EXERCISE: Go through the data below and return each line where the string "Indicate" appears.

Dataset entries

"""

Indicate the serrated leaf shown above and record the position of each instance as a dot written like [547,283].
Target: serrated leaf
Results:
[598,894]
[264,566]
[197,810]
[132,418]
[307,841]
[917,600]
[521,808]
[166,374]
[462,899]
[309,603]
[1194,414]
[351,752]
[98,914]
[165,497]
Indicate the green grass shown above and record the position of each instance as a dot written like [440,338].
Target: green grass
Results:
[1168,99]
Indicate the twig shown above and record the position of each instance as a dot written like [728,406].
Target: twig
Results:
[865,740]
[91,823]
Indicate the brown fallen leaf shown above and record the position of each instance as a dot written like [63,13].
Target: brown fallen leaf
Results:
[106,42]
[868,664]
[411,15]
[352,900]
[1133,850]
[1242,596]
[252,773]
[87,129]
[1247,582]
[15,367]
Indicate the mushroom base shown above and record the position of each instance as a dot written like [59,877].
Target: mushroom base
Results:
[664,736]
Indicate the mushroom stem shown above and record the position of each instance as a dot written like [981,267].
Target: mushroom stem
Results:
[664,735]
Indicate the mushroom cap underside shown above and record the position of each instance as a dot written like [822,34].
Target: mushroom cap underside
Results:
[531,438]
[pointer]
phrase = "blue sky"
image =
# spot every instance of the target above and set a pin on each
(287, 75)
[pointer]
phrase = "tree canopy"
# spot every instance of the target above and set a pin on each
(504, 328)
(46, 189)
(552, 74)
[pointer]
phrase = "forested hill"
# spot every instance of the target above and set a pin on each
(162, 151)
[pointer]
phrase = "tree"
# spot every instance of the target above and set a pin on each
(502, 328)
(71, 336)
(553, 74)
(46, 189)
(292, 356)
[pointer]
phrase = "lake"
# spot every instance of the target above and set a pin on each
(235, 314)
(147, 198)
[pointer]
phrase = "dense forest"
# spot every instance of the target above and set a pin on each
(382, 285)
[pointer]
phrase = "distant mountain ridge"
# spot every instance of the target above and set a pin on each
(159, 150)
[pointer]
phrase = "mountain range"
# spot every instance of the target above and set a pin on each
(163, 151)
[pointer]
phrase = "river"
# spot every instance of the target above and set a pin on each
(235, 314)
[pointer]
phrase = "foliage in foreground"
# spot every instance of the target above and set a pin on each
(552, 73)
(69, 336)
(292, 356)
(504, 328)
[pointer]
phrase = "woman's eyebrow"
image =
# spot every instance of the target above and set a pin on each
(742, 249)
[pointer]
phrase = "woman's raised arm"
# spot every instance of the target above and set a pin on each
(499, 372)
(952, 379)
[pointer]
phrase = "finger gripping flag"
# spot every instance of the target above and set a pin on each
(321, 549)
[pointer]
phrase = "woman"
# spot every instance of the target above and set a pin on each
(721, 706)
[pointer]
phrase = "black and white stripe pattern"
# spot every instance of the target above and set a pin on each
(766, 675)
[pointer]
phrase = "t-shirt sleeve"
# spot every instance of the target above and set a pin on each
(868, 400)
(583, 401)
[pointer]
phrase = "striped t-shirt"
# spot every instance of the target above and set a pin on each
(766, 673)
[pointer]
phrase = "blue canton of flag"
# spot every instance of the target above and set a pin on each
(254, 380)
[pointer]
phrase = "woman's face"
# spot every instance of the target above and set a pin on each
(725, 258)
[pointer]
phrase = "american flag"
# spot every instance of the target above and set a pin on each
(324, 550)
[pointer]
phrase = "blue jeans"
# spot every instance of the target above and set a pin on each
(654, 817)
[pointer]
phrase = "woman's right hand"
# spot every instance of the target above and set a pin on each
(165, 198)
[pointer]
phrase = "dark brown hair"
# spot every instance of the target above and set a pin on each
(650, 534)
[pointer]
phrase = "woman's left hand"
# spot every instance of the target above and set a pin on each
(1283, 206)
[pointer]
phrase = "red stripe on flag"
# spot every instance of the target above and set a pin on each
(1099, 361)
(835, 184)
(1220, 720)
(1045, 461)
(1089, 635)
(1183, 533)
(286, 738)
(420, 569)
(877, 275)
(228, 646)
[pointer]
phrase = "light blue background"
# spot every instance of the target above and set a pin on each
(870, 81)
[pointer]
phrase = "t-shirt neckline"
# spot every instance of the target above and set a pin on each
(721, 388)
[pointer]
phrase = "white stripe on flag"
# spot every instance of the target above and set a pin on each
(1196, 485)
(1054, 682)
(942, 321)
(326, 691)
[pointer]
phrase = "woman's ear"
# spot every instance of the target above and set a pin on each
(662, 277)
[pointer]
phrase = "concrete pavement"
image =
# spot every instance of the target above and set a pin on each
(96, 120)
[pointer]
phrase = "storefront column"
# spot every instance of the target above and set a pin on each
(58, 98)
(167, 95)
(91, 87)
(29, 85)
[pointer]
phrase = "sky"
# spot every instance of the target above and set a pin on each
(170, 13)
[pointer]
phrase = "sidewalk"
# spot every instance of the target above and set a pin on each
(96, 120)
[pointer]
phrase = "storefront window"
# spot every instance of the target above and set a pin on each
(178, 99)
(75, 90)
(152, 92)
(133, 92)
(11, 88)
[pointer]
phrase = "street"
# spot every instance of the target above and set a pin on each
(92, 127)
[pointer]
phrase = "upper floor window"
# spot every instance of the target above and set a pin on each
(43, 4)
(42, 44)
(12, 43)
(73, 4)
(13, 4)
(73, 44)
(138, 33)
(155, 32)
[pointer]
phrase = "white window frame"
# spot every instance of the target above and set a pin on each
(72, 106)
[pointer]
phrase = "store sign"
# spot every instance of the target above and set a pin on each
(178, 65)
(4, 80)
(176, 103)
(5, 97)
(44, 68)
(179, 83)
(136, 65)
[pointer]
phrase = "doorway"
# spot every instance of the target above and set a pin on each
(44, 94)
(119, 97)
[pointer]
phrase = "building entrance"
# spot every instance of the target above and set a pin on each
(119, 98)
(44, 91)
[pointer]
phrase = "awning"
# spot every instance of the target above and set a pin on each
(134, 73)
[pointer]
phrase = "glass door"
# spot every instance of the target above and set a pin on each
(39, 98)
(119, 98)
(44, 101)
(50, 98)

"""

RESULT FOR THIS TASK:
Indicate the serrated leaf shown above and record the position of each instance as a dot written like [547,283].
Indicate the green grass shown above and record the position of each instance as a dot written like [440,338].
Indicate the twig shown above and record the position of each instance as a dot written like [728,406].
Indicate the brown fallen leaf shown above and record the position of each instance as a dot written like [63,13].
Indicate the mushroom base shown above and record the position of each instance as a dot written like [59,877].
Indicate the mushroom stem shown above and record the position of each instance as a dot written like [981,267].
Indicate the mushroom cap underside shown above and record the position of each instance as a dot written like [822,34].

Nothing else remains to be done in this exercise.